■ **EXERCICES À RÉALISER**
1 – Pour chacune des affirmations (a), (b) et (c), indiquez par oui ou par non si le texte sur le rachat de Transat par Air Canada la confirme, en citant les mots qui tranchent. (a) Le Bureau de la concurrence du Canada a émis un avis favorable à la concentration. (b) Dans le transport aérien, la Commission européenne évalue l'impact d'une concentration route par route. (c) Les actionnaires ont approuvé le projet de rachat en août 2019.
2 – D'après le texte sur le rachat de Transat par Air Canada, pour quel montant total en dollars canadiens les actionnaires ont-ils approuvé le projet ?
3 – Rédigez la suite du texte sur le rachat de Transat par Air Canada, à partir de sa dernière phrase.

■ **TEXTE CITÉ**
+++++

Le projet de rachat de Transat par sa compatriote Air Canada, qui avait été approuvé au mois d’août 2019 par les actionnaires pour un montant total de 720 millions de dollars canadiens (485 millions d'EUR), pose sans trop de surprises un problème aux autorités de concurrence européennes et canadiennes. En effet, après le Bureau de la concurrence du Canada, qui a déjà donné un avis négatif à la concentration entre Transat et Air Canada en mars, c’est la Commission européenne qui a décidé d’ouvrir une enquête approfondie sur ce projet de concentration.

Rappelons que le règlement (CE) n° 139/2004 du Conseil du 20 janvier 2004 relatif au contrôle des concentrations soumet les projets de concentration de dimension européenne à une procédure de notification préalable à la Commission européenne. Celle-ci autorise les projets qui n'entravent pas de manière significative une concurrence effective, notamment en créant ou en renforçant une position dominante. Pour rappel, dans le secteur du transport aérien, la Commission examine l’impact d’une concentration route par route.

Les deux compagnies aériennes canadiennes, Air Canada et Ait Transat, sont respectivement numéro un et deux du transport de passagers aériens entre l'Europe et le Canada. La Commission européenne a constaté dans la phase préliminaire de la procédure de notification que les activités de ces sociétés étaient largement complémentaires et qu’elles étaient historiquement des concurrentes « frontales » sur la majorité des routes aériennes Canada-EEE.

+++++

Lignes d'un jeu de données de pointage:
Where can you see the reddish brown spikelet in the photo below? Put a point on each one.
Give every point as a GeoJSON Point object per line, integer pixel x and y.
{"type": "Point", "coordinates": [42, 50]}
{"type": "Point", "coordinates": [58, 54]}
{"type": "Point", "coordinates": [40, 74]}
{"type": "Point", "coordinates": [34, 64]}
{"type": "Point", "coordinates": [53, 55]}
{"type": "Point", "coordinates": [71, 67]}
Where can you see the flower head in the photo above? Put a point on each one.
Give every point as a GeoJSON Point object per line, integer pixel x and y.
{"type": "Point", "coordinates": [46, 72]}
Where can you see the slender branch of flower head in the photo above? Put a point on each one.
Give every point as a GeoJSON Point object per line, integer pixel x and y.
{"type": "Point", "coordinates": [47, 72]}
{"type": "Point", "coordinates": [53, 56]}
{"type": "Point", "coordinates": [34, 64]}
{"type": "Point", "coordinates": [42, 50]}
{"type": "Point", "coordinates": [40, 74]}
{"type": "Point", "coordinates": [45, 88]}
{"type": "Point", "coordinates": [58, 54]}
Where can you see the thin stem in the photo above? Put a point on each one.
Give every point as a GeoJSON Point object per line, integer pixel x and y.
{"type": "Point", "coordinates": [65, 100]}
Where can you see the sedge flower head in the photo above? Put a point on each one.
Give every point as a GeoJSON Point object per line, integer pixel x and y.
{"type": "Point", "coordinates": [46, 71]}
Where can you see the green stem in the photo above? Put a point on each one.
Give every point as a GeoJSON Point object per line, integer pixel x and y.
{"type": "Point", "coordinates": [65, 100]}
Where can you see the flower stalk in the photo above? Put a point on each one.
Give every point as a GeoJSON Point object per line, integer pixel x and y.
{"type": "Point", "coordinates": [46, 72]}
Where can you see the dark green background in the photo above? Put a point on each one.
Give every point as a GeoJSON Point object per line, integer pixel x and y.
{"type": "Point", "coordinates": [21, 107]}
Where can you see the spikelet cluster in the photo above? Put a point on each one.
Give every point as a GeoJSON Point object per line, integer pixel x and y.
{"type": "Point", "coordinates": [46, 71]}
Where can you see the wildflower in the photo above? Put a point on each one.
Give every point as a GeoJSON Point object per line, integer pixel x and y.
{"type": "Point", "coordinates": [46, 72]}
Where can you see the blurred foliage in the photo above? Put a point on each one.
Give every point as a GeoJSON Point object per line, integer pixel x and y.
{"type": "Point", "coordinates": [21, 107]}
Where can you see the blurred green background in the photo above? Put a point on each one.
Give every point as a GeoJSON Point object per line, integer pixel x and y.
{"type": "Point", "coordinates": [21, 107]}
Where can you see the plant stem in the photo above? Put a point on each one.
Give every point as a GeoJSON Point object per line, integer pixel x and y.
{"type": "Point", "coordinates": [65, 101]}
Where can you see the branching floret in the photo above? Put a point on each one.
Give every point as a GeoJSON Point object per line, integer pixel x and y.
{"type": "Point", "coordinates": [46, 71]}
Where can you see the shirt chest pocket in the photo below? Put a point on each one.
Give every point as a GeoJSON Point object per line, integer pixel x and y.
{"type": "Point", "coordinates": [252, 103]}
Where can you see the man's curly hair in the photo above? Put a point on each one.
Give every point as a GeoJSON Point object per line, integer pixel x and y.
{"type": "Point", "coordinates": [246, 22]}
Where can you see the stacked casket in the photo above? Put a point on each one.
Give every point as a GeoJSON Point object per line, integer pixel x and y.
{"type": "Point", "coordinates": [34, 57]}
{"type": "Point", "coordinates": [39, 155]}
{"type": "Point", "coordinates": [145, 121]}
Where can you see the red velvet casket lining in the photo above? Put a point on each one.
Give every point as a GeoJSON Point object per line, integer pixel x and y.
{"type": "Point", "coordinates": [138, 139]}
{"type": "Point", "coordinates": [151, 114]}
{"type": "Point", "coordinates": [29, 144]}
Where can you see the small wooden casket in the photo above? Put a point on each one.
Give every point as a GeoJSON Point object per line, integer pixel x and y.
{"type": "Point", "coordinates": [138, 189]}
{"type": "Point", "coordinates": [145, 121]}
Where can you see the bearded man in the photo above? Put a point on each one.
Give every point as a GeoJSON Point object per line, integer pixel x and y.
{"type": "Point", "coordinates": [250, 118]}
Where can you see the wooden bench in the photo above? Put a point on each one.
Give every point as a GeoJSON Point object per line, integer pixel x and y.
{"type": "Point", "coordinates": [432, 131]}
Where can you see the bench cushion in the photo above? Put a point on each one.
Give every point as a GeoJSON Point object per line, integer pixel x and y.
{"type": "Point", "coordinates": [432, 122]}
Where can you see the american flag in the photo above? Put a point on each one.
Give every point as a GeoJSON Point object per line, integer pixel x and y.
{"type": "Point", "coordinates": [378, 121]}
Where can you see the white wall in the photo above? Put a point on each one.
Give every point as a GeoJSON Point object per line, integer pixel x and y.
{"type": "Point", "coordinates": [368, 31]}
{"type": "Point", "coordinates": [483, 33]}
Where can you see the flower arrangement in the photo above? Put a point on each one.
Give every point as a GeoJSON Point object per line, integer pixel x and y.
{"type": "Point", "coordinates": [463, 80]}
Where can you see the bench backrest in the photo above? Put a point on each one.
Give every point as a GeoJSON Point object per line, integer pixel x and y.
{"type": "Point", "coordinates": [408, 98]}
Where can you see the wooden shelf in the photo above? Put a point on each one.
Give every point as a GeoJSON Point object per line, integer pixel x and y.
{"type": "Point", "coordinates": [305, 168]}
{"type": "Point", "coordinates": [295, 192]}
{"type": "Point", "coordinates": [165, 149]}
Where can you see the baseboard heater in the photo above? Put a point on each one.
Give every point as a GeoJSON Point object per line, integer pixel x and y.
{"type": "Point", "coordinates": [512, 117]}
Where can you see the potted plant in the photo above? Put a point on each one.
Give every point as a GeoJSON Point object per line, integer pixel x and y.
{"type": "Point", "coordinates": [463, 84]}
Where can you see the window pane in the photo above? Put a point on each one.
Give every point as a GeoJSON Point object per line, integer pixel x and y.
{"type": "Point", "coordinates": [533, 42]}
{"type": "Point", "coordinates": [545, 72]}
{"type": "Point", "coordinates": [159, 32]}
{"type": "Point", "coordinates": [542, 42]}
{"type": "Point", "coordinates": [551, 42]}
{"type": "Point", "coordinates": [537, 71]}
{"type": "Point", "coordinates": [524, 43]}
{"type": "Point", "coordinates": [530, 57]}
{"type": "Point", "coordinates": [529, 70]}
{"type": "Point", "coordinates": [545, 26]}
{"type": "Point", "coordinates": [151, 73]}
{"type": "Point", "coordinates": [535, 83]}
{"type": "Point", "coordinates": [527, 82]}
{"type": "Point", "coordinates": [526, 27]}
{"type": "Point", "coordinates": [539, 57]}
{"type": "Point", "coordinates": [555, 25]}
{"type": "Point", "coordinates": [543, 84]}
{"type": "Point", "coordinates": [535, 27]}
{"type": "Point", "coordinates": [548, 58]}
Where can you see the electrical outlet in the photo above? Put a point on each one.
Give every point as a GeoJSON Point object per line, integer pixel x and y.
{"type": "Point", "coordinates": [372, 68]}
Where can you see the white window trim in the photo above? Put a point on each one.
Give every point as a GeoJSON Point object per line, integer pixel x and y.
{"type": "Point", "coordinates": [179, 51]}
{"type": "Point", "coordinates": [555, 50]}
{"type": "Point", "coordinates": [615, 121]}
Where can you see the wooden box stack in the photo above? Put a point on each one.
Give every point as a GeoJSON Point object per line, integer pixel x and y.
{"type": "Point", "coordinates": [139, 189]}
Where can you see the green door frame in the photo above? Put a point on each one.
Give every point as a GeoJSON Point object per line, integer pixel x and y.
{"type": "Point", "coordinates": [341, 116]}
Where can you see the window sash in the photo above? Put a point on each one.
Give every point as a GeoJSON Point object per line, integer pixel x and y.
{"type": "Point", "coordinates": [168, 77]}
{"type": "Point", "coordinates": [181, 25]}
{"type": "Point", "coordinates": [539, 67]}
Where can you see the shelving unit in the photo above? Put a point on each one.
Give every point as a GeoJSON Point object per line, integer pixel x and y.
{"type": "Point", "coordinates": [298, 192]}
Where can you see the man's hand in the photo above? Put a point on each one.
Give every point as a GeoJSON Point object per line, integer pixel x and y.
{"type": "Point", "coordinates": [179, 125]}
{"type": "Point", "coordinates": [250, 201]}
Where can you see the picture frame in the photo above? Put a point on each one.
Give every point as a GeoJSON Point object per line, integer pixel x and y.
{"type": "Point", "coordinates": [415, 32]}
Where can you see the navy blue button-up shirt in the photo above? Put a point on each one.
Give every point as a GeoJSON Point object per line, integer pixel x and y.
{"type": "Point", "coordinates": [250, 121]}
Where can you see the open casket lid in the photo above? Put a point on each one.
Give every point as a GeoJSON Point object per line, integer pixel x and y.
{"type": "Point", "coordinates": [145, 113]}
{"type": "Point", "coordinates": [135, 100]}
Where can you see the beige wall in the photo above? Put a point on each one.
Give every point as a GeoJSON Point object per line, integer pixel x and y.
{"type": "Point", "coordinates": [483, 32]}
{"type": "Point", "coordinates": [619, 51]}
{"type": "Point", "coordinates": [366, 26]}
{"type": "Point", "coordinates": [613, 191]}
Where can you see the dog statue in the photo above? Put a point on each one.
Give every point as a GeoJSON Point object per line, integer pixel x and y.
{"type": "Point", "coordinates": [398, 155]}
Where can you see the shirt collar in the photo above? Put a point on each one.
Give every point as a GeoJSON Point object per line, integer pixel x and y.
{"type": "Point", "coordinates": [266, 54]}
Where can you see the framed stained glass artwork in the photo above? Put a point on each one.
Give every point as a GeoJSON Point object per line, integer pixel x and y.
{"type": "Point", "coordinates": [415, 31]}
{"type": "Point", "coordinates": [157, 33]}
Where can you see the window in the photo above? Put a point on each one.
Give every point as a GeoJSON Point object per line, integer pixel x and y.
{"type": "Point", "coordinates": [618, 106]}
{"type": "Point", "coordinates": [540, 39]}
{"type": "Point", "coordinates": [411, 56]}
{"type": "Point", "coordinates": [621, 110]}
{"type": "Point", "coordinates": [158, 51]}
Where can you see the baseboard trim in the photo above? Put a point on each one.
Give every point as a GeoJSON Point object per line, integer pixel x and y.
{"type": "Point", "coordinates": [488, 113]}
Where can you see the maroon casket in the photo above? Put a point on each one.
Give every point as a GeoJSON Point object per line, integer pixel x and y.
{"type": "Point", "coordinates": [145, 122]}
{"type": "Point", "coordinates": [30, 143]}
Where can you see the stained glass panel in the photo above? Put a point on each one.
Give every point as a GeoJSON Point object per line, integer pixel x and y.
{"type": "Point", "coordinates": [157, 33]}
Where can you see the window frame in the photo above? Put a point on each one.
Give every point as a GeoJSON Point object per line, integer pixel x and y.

+++++

■ **LISTE DES RÉPONSES**
1 –
(a) Non : « qui a déjà donné un avis négatif à la concentration entre Transat et Air Canada en mars ».
(b) Oui : « la Commission examine l’impact d’une concentration route par route ».
(c) Oui : « qui avait été approuvé au mois d’août 2019 par les actionnaires ».

2 – 720 millions de dollars canadiens.

3 –
Selon l’enquête préliminaire de la Commission, la concurrence pourrait s’amenuiser sur 33 paires de villes d'origine et de destination entre l'EEE et le Canada, dont 29 villes d'origine et de destination pour lesquelles les deux compagnies proposent des services directs et quatre pour lesquelles l'une d'elles propose des vols directs et l'autre des vols indirects par l'intermédiaire de l'un de ses aéroports pivots.

La Commission a relevé qu’en 2013, Air Canada avait lancé sa filiale Air Canada Rouge pour se frayer une place sur le marché des voyages d’agrément à bas coût entre le Canada et l’EEE, entrant en concurrence directe avec Transat alors que les compagnies européennes opéraient uniquement sur ces routes de manière limitée et qu’elles restaient par conséquent des concurrentes marginales.

Ainsi, la Commission est d’avis, à ce stade de la procédure, que la compagnie WestJet, également présente sur le marché des liaisons aériennes Canada-EEE, ne peut exercer une pression concurrentielle suffisante sur l'entité issue de la concentration pour les routes aériennes concernées.

Sur la base des informations dont elle dispose à l’issue de la première phase de l'enquête, la Commission a estimé ne pas être en mesure de déterminer si, à long terme, ces compagnies continueraient à se faire concurrence sur toutes les liaisons où elles étaient concurrentes avant la crise. Quoi qu'il en soit, elle estime à titre préliminaire qu'Air Canada et Transat restent les concurrentes potentielles les plus proches pour les liaisons EEE-Canada en général et pour les paires de villes d'origine et de destination examinées par la Commission en particulier.

La phase II permettra aux parties de présenter les informations nécessaires à la Commission, voire une proposition d’engagements visant à faire disparaître ses craintes. Ces engagements peuvent porter sur le retrait de certaines routes, voire l’abandon de slots aux aéroports concernés. La décision finale de la Commission devra être rendue le 30 septembre 2020.